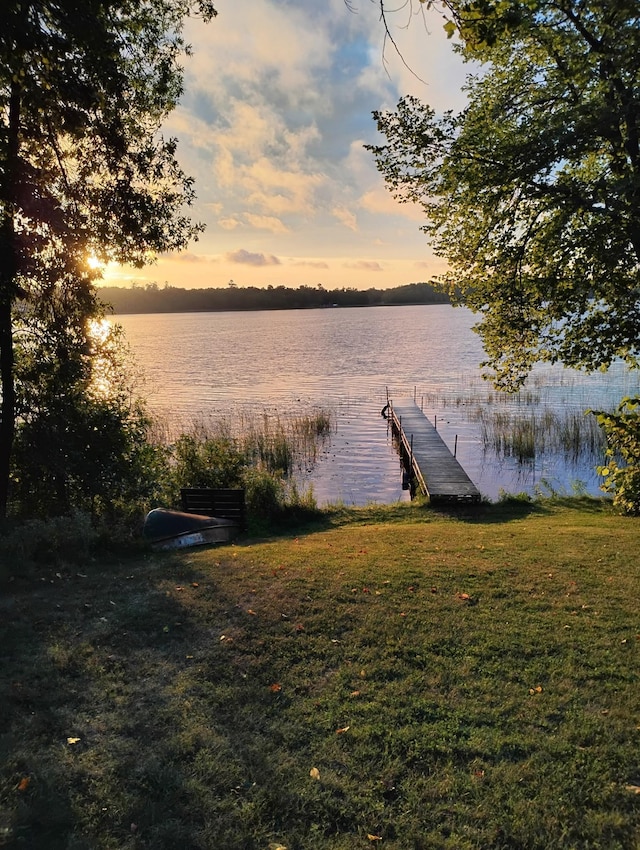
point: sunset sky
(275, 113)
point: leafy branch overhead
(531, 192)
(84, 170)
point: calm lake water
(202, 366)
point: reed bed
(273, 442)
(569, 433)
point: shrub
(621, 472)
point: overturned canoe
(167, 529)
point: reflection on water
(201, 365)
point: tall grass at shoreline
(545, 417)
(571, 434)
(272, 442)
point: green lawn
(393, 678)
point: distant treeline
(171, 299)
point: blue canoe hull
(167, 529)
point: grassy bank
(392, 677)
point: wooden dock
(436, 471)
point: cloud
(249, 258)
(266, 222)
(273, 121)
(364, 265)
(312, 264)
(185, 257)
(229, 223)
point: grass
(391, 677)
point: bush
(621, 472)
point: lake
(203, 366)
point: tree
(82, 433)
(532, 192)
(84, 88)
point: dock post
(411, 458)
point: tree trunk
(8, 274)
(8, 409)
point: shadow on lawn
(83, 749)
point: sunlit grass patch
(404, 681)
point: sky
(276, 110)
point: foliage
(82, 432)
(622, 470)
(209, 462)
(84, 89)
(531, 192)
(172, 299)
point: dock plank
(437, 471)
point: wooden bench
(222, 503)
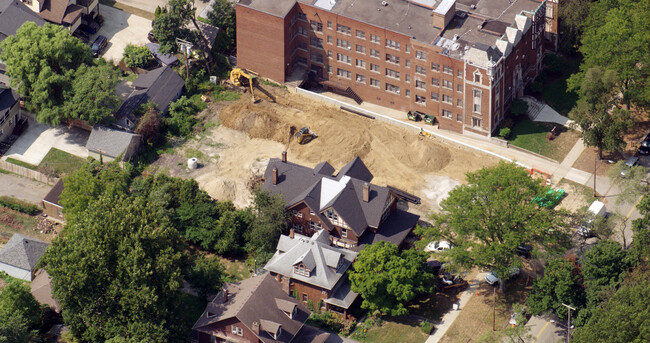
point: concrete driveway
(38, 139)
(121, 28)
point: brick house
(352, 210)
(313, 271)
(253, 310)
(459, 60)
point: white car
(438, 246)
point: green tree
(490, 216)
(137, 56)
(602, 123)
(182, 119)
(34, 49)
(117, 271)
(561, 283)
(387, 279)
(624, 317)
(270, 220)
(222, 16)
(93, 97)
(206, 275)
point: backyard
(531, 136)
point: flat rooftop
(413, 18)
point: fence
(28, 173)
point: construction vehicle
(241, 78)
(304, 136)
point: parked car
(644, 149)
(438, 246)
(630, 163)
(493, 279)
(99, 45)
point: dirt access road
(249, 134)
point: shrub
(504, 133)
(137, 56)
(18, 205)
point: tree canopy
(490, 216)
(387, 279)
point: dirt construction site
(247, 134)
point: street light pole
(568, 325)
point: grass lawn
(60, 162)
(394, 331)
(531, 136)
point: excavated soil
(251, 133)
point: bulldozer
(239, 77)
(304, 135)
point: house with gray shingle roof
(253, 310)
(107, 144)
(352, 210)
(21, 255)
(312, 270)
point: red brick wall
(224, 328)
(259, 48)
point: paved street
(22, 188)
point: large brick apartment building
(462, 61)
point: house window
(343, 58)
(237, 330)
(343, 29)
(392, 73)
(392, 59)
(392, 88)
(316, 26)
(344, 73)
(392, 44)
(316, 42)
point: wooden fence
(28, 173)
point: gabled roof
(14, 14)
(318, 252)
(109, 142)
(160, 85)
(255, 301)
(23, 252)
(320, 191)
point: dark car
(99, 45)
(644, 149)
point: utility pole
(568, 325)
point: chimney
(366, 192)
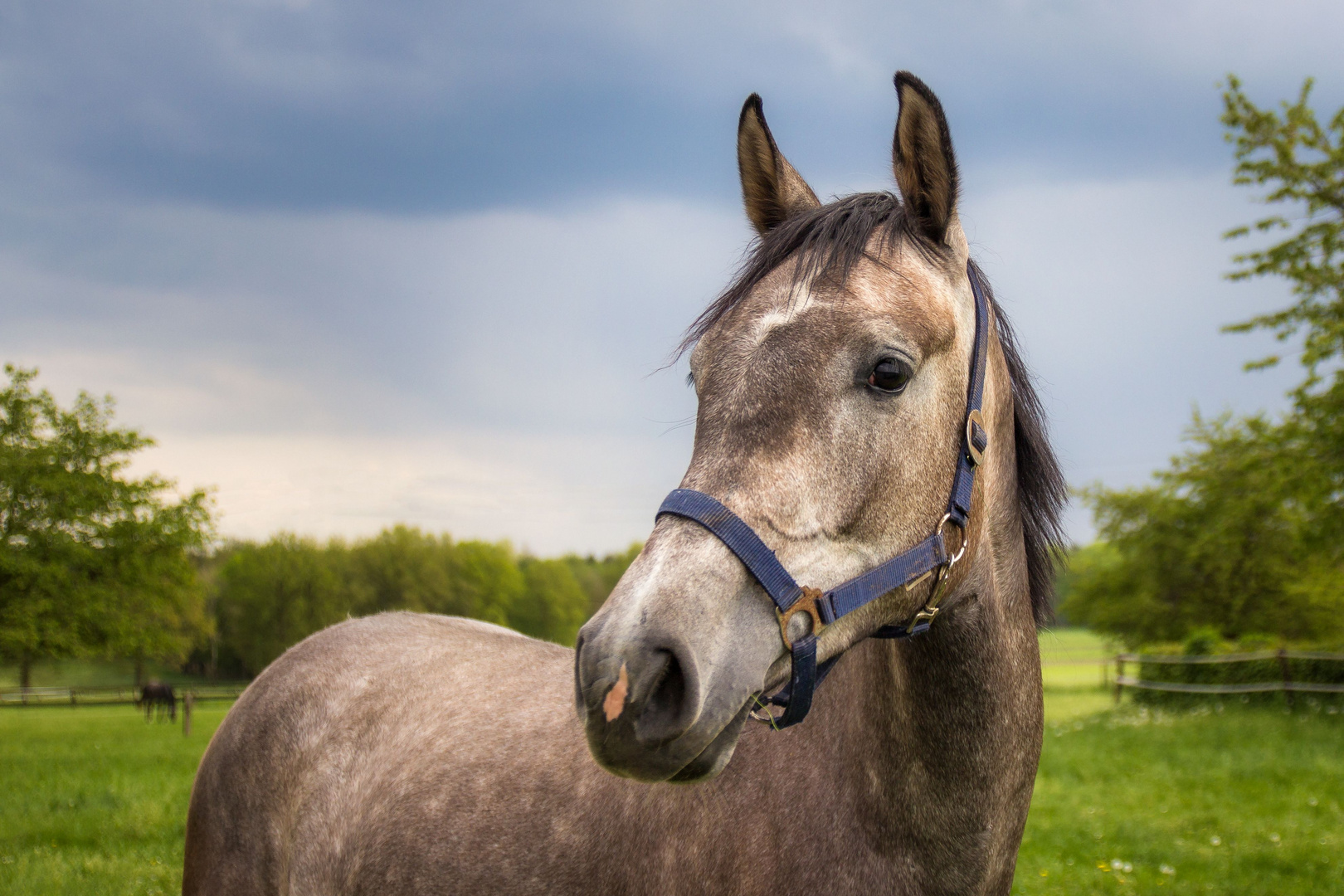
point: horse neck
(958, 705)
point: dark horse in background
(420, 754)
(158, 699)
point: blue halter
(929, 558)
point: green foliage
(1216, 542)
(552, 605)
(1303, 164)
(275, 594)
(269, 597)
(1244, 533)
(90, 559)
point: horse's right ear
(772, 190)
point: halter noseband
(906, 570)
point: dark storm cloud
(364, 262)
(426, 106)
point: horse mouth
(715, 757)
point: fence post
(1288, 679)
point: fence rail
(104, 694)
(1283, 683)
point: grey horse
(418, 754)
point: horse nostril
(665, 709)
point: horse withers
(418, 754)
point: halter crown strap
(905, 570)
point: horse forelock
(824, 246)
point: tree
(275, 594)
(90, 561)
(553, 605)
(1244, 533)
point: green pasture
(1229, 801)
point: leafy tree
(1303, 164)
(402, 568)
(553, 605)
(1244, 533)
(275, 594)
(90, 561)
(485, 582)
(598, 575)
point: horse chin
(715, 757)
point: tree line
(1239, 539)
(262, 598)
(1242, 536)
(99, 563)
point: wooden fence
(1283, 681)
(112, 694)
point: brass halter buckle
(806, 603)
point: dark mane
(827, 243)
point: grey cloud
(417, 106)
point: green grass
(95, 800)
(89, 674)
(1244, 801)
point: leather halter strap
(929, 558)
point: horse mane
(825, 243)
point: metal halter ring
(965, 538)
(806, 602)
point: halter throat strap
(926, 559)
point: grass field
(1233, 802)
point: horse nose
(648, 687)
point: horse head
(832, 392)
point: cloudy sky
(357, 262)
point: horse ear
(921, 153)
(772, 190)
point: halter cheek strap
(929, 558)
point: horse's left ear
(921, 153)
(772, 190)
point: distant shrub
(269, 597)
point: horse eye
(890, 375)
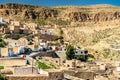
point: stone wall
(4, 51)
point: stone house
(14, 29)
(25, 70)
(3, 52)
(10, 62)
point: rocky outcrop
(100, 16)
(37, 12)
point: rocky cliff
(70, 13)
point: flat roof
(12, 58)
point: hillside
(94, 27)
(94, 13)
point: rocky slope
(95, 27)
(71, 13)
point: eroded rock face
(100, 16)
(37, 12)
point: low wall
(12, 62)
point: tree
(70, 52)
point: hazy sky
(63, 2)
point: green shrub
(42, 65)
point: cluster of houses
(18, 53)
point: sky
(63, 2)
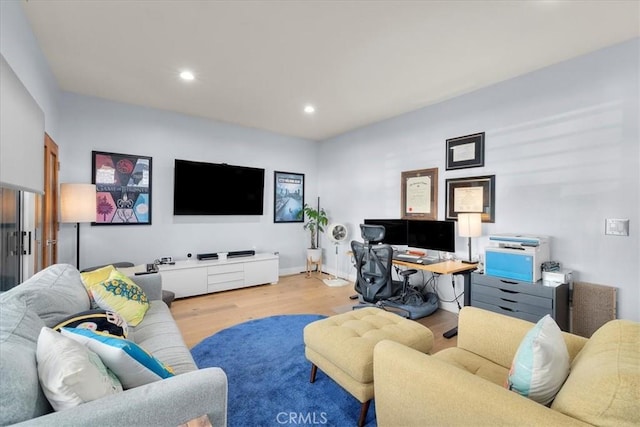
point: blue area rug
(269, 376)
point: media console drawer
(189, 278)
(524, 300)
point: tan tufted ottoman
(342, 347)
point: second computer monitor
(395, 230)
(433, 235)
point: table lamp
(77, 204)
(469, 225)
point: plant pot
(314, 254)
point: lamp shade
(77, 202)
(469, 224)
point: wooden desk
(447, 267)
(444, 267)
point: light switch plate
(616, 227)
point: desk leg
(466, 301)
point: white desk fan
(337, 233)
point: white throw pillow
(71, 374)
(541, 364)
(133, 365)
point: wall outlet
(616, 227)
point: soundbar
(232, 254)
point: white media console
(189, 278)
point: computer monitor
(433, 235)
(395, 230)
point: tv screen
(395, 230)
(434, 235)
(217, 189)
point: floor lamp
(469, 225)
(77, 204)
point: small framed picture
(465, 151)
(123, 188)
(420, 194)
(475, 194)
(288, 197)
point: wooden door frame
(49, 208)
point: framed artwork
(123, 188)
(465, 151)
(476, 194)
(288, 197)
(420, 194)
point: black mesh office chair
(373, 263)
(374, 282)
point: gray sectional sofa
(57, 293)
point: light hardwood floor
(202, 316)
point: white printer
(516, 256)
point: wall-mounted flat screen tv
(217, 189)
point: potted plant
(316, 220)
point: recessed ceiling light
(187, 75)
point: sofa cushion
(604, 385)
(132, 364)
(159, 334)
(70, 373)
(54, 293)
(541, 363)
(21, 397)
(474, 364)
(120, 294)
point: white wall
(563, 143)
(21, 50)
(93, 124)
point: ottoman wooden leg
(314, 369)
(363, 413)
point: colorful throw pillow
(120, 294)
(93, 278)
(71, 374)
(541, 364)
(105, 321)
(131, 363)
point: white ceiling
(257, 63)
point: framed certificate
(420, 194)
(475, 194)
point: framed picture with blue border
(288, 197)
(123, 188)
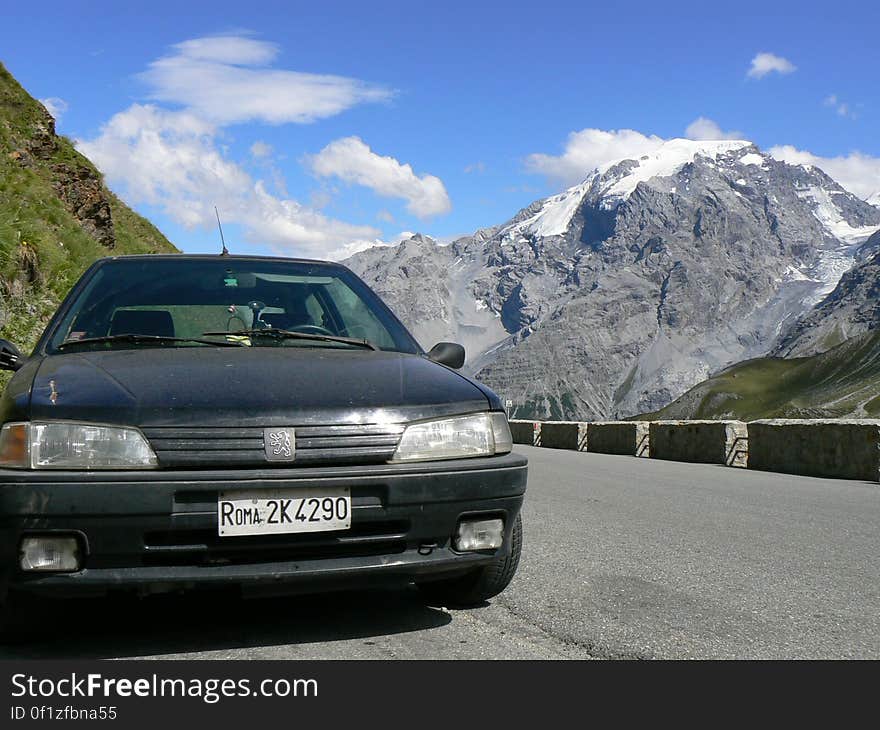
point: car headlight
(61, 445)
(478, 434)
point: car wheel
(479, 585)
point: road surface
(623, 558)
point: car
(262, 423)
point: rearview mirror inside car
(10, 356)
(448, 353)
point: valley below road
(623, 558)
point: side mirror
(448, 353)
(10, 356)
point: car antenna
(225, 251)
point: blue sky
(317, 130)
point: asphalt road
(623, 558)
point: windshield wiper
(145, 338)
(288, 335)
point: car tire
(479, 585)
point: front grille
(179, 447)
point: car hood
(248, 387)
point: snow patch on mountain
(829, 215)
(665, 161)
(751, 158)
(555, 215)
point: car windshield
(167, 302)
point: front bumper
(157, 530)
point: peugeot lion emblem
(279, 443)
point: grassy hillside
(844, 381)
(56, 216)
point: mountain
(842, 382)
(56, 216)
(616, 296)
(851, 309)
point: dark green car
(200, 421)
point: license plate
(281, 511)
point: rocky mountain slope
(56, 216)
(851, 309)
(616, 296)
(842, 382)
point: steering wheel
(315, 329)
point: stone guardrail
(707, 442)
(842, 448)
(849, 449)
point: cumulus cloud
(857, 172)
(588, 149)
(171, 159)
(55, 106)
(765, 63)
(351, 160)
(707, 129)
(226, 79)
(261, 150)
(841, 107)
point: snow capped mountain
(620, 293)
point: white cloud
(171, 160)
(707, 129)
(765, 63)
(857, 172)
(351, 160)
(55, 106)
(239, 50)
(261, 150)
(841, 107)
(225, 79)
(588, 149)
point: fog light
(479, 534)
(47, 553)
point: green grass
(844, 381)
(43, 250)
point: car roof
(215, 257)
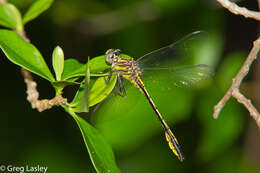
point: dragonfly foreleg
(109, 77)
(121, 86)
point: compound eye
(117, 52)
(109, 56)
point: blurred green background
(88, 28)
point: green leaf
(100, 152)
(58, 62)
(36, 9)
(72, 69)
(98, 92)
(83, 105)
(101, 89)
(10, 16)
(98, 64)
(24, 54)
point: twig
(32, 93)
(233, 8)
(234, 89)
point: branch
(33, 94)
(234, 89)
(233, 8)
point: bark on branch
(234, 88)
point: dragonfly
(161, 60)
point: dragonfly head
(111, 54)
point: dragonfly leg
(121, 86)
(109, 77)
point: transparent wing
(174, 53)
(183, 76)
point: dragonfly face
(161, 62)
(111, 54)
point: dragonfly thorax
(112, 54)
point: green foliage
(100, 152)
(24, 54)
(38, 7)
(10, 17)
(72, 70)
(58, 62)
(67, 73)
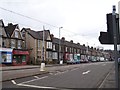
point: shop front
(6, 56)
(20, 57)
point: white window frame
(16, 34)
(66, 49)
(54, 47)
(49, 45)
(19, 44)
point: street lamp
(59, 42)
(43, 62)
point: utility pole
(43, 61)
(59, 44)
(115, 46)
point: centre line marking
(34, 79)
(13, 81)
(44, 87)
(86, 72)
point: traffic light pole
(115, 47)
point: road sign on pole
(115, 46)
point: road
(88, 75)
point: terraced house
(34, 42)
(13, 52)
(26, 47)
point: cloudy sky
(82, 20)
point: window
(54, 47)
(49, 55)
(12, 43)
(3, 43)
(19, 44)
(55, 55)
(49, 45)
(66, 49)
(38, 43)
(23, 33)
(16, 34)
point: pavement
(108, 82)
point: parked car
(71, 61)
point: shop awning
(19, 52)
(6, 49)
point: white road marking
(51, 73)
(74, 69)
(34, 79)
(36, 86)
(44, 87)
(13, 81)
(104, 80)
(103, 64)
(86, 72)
+++
TASK DETAILS:
Can you repeat the lines above, starting with the one that contains "point: dragonfly foreleg" and ending with the last line, leaving the pictures out of your answer?

WORKED ANSWER:
point: dragonfly foreleg
(109, 77)
(121, 86)
point: compound eye
(117, 52)
(109, 56)
point: blurred green background
(88, 28)
point: green leaf
(100, 152)
(58, 62)
(36, 9)
(72, 69)
(98, 92)
(83, 105)
(101, 89)
(10, 16)
(98, 64)
(24, 54)
point: twig
(32, 93)
(233, 8)
(234, 89)
point: branch
(33, 94)
(234, 89)
(233, 8)
point: bark on branch
(234, 88)
point: dragonfly
(161, 60)
point: dragonfly head
(111, 54)
point: dragonfly leg
(121, 86)
(109, 77)
point: transparent wing
(174, 53)
(183, 76)
point: dragonfly face
(161, 62)
(111, 54)
point: dragonfly thorax
(112, 54)
point: green foliage
(100, 152)
(24, 54)
(38, 7)
(10, 17)
(72, 70)
(58, 62)
(67, 73)
point: shop front
(6, 56)
(20, 57)
point: white window frame
(16, 34)
(66, 49)
(54, 47)
(49, 45)
(19, 44)
point: street lamp
(59, 42)
(43, 62)
point: utility pole
(43, 61)
(59, 44)
(115, 46)
point: centre line marking
(34, 79)
(13, 81)
(44, 87)
(86, 72)
point: traffic light pole
(115, 47)
point: road sign on pole
(115, 46)
point: road
(88, 75)
point: terraced house
(34, 42)
(13, 52)
(26, 47)
point: cloudy sky
(82, 20)
point: window
(54, 47)
(49, 55)
(12, 43)
(3, 43)
(19, 44)
(55, 55)
(49, 45)
(66, 49)
(38, 43)
(23, 33)
(16, 34)
point: pavement
(108, 82)
point: parked car
(71, 61)
point: shop awning
(19, 52)
(6, 49)
point: white road marking
(51, 73)
(74, 69)
(34, 79)
(36, 86)
(44, 87)
(13, 81)
(104, 80)
(103, 64)
(86, 72)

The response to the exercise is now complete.